> [Set task] Rewrite the stretch of the listing from the line containing "[locate] the catcher's" through the end of the listing, keeping every request line, and scale each coordinate in the answers by 0.65, rounding to whole numbers with halves going up.

************

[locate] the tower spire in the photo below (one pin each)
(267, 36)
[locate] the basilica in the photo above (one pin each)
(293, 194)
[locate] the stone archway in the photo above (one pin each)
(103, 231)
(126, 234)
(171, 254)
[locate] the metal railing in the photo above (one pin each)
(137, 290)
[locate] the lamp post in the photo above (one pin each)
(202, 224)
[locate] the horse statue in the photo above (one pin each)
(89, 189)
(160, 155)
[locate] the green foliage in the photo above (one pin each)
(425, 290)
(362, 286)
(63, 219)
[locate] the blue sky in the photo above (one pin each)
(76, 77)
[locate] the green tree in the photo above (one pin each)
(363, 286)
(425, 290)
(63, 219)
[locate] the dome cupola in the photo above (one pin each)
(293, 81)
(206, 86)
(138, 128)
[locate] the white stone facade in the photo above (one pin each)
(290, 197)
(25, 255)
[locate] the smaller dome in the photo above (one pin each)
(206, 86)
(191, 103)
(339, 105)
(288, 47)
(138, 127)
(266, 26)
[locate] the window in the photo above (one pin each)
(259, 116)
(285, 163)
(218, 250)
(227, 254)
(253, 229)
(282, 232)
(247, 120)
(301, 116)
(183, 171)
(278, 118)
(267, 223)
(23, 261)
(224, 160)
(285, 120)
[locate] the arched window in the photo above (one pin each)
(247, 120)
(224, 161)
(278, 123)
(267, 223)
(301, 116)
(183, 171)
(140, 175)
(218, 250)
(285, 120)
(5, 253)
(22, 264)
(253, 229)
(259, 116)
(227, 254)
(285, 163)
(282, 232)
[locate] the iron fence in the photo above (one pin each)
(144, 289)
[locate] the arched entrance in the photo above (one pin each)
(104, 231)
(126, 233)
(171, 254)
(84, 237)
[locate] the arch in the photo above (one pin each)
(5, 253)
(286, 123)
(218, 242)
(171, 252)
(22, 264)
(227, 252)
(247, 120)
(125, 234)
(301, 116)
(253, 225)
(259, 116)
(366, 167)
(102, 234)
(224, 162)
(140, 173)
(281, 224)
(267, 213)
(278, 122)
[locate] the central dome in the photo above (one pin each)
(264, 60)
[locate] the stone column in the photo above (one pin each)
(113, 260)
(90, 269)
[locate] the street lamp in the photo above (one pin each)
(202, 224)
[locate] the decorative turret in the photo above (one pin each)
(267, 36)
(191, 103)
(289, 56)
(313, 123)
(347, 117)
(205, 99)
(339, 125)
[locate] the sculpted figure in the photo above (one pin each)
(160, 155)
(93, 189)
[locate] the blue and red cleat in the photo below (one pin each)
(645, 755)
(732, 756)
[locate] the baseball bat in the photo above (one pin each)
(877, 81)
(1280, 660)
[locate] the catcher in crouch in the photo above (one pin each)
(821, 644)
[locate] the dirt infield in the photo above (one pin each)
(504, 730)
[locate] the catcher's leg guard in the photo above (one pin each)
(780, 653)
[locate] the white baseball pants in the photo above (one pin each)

************

> [Task result]
[locate] the catcher's leg guard in the photo above (one pin each)
(507, 424)
[locate] the white baseball pants in the photo above (one pin each)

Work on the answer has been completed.